> _TASK DETAILS_
Only a number is expected here: the count of lines in the data that contain "below".

> _STUDY MATERIAL_

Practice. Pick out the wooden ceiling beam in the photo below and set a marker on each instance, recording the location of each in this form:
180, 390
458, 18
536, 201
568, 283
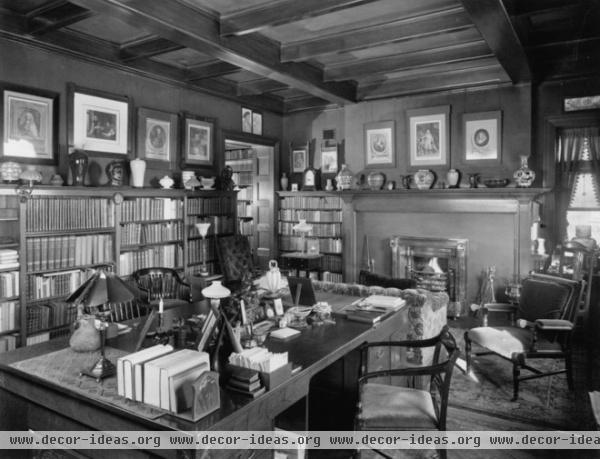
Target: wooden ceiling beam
495, 26
147, 47
197, 30
432, 83
281, 12
477, 49
359, 38
210, 70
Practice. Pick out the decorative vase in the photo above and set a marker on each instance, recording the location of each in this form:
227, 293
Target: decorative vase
452, 178
524, 176
376, 180
78, 162
344, 178
424, 179
138, 168
284, 181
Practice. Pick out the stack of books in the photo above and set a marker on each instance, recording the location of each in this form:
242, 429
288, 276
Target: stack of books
9, 259
245, 381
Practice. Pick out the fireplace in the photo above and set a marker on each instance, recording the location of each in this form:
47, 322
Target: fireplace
436, 264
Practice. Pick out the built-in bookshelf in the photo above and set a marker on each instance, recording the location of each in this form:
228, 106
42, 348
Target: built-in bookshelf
323, 211
56, 238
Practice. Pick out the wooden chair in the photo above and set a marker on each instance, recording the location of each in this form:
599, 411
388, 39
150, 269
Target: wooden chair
414, 397
546, 312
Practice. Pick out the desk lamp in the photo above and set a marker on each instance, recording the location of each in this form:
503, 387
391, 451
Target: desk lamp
303, 228
95, 295
203, 230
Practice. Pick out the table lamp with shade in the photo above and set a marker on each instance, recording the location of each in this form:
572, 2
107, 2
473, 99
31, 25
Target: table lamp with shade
203, 231
95, 296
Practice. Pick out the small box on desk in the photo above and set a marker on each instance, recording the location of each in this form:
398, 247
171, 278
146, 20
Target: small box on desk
268, 380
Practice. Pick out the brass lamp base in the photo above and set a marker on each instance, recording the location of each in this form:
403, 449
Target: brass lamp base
103, 368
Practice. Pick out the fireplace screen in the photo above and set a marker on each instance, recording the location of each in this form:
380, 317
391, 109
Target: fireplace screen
436, 264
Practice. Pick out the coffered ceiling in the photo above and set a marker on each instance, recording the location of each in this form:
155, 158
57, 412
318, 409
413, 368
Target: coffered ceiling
290, 55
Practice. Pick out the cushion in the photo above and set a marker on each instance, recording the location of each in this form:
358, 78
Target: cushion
386, 407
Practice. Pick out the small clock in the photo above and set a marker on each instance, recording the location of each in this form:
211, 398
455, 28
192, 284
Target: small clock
309, 179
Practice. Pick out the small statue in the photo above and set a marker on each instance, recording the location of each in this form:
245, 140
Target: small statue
225, 181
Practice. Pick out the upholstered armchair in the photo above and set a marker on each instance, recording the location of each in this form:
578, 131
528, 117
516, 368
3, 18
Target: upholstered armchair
546, 312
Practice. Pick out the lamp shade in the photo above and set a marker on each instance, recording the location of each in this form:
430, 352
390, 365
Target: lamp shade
103, 287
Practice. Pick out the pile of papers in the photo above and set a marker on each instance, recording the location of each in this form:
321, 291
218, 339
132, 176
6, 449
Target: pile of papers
259, 359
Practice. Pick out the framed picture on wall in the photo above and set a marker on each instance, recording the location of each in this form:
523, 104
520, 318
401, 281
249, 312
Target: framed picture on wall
379, 144
198, 140
428, 136
99, 122
29, 126
157, 137
482, 137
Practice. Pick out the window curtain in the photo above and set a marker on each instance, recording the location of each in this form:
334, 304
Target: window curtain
568, 165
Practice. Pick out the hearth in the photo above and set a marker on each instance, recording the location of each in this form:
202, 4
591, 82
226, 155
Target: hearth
437, 264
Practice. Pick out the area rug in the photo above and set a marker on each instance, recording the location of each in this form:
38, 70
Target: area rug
488, 389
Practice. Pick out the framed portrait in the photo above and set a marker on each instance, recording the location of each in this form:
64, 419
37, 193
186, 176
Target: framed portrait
247, 120
428, 136
379, 144
483, 133
198, 140
157, 137
29, 125
329, 159
257, 123
299, 159
99, 122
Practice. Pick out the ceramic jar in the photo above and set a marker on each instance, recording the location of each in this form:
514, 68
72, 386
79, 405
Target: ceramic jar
452, 178
524, 176
78, 162
344, 178
376, 180
138, 169
423, 179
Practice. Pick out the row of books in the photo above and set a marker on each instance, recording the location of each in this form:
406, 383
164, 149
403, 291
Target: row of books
195, 250
295, 244
9, 315
210, 205
55, 284
310, 202
240, 153
68, 251
136, 233
318, 229
9, 284
219, 224
160, 376
151, 209
311, 216
58, 213
169, 256
8, 342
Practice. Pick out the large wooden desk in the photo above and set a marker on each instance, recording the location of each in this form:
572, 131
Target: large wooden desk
34, 403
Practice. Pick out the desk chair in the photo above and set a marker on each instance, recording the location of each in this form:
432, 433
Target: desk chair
414, 397
547, 309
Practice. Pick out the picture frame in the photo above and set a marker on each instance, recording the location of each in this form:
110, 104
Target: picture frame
157, 137
299, 159
247, 120
99, 122
329, 159
198, 140
428, 136
379, 144
482, 138
575, 104
29, 125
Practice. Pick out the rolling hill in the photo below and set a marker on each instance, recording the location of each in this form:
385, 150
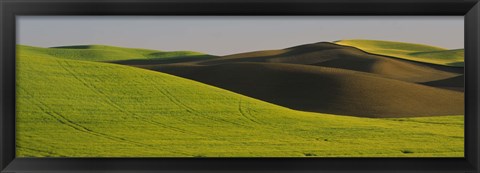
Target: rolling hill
72, 108
329, 78
325, 90
410, 51
111, 53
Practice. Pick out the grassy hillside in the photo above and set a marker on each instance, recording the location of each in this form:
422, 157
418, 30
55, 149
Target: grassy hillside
110, 53
325, 89
70, 108
410, 51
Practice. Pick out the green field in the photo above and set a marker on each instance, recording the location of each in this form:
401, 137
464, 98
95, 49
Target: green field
68, 106
107, 53
410, 51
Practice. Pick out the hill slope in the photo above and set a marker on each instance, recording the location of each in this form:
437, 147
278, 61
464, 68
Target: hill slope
325, 90
69, 108
111, 53
410, 51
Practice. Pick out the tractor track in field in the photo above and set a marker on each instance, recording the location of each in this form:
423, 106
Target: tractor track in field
118, 107
246, 114
63, 120
189, 109
41, 151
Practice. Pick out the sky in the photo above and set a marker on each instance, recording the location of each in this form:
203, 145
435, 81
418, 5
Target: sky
222, 35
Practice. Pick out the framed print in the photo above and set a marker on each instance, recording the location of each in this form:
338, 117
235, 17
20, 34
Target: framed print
239, 86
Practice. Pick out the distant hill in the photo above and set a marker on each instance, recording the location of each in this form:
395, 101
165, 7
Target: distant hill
330, 78
410, 51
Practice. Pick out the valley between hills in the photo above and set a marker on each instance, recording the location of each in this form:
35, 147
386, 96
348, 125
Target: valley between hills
350, 98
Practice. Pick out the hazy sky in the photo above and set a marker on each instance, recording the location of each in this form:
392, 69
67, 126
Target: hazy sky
221, 35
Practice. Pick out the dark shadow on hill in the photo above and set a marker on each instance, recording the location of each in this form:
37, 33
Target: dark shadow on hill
170, 60
456, 83
325, 90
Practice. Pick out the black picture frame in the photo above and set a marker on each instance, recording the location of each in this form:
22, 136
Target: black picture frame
9, 9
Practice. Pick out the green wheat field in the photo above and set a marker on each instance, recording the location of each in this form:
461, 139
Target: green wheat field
350, 98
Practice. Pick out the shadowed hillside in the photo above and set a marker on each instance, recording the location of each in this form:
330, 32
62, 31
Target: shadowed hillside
330, 78
410, 51
327, 90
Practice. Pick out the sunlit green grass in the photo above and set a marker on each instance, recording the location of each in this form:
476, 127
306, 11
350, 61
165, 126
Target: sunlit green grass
108, 53
410, 51
71, 108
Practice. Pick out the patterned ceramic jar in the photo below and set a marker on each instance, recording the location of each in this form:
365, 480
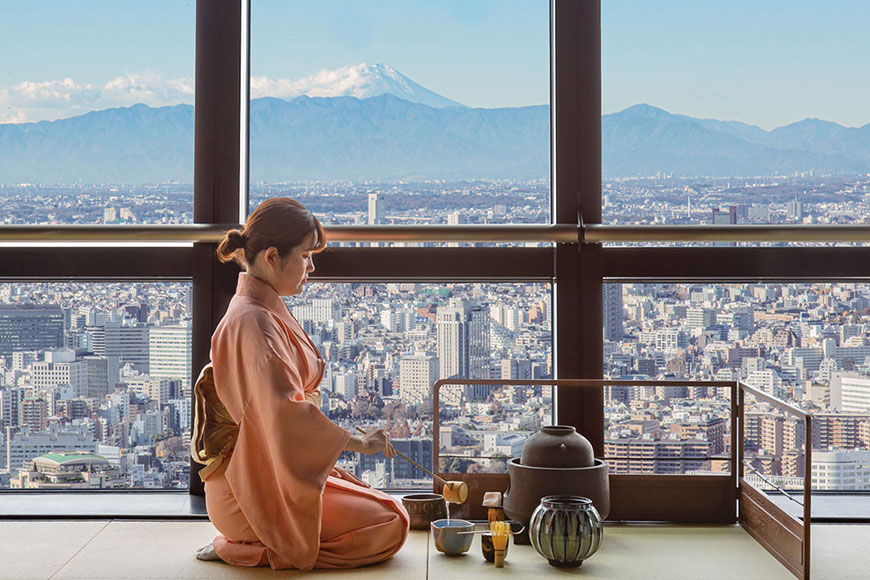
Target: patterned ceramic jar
565, 529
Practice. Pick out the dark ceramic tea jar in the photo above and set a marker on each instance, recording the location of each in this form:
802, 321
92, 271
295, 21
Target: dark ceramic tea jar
555, 461
557, 446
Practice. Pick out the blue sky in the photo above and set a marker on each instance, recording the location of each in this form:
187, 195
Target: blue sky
768, 62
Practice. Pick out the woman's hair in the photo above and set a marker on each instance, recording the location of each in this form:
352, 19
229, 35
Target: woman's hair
281, 222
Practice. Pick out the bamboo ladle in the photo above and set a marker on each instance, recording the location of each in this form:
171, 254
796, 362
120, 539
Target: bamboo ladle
454, 491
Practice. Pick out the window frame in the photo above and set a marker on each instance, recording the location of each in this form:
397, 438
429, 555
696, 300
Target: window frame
577, 271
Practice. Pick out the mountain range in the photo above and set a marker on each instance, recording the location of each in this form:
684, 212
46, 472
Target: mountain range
380, 125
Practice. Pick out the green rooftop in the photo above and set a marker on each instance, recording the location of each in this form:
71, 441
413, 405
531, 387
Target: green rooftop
70, 456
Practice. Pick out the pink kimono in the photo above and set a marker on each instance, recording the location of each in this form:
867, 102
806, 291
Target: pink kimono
278, 500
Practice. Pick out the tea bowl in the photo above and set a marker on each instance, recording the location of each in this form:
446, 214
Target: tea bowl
447, 537
424, 508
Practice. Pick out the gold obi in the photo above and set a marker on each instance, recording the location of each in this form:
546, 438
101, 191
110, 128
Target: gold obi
214, 431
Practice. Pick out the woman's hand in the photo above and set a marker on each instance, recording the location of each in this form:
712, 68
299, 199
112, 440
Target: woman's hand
372, 442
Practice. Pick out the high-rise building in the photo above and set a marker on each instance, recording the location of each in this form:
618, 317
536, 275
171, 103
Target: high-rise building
46, 374
463, 340
34, 414
103, 373
169, 351
722, 216
30, 327
417, 373
613, 312
841, 470
129, 344
850, 393
376, 209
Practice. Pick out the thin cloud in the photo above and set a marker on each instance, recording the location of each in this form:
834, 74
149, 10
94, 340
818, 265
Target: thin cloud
31, 101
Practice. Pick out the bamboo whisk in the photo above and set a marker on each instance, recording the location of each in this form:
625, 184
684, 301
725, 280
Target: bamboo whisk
501, 533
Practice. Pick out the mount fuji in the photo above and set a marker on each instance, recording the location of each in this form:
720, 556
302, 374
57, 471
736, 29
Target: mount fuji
361, 81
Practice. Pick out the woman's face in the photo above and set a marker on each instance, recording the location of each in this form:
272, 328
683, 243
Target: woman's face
291, 272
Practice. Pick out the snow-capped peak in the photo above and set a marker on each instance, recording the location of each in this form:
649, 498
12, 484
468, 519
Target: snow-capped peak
360, 80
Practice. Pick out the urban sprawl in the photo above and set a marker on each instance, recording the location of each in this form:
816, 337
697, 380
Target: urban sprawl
96, 376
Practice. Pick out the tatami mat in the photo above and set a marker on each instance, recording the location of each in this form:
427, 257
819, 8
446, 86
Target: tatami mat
164, 550
632, 553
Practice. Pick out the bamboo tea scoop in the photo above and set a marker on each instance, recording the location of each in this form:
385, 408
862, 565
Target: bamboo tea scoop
454, 491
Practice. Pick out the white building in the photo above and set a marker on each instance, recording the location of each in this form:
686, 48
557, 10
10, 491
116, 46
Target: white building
345, 385
841, 470
767, 380
169, 352
417, 373
850, 393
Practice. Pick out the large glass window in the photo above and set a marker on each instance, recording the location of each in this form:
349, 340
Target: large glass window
96, 113
806, 344
95, 385
737, 113
403, 112
386, 344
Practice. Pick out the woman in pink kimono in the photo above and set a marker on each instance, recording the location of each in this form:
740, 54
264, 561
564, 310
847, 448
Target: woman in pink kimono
272, 488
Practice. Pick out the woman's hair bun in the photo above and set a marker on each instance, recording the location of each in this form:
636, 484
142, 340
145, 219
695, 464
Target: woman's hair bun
237, 238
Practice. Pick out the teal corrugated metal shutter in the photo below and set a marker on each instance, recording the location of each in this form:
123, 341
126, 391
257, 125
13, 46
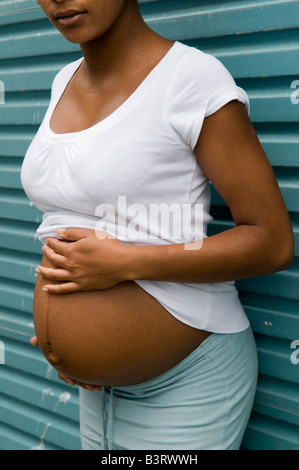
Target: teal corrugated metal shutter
258, 43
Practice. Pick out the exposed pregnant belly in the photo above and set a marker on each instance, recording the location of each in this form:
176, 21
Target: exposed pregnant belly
118, 336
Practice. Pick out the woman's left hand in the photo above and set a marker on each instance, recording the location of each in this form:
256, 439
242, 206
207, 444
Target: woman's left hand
92, 261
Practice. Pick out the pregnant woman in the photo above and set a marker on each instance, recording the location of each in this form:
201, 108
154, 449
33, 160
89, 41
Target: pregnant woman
133, 302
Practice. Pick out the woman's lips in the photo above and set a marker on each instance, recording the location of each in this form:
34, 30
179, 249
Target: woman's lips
70, 19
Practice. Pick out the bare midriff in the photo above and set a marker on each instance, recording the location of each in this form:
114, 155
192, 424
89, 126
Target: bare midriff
118, 336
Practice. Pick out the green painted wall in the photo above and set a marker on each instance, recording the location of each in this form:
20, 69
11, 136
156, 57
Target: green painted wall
258, 42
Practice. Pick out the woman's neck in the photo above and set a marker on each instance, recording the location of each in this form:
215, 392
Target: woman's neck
128, 46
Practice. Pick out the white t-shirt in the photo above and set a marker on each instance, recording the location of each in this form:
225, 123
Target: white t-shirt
134, 175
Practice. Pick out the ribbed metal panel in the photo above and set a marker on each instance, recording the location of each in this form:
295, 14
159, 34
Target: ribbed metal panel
259, 43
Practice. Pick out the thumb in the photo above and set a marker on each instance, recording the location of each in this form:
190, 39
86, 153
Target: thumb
73, 234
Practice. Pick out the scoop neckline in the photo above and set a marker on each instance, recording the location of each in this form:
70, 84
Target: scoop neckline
112, 118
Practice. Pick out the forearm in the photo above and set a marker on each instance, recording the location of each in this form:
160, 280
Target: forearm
242, 252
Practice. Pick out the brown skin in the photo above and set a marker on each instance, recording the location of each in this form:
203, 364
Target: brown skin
115, 40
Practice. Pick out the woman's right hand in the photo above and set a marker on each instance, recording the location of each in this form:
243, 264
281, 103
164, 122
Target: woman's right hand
67, 380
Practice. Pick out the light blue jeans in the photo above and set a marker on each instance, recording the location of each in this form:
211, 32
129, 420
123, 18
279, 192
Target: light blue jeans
203, 403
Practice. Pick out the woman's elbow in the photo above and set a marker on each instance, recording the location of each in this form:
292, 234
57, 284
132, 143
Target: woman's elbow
283, 252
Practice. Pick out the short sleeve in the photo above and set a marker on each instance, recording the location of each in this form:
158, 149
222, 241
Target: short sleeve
200, 86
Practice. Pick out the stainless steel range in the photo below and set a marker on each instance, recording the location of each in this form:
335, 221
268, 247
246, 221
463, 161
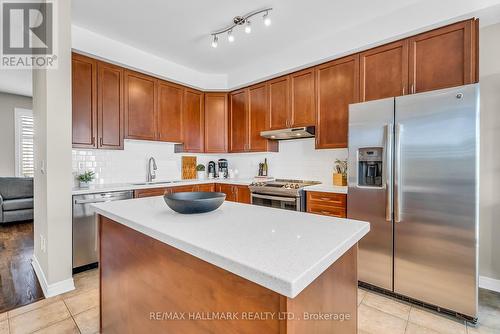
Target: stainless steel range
282, 194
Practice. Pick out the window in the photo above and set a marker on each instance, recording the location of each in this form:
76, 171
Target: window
24, 142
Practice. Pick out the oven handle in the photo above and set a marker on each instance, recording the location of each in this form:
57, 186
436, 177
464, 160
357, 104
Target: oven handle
277, 198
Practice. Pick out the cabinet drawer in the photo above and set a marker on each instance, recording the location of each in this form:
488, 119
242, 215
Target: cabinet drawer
327, 210
326, 199
139, 193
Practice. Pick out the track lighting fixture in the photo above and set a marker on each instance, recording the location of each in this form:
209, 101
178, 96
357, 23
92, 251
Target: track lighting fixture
240, 21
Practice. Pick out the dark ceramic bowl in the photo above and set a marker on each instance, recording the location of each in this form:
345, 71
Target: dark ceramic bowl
194, 202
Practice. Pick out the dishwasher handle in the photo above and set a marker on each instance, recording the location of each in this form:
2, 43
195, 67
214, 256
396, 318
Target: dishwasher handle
91, 201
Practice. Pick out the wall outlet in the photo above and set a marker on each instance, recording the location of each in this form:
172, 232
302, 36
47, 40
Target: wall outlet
42, 243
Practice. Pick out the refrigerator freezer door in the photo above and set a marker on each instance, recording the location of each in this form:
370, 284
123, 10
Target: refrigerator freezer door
435, 198
371, 127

> _WRITTEN SOLUTION_
5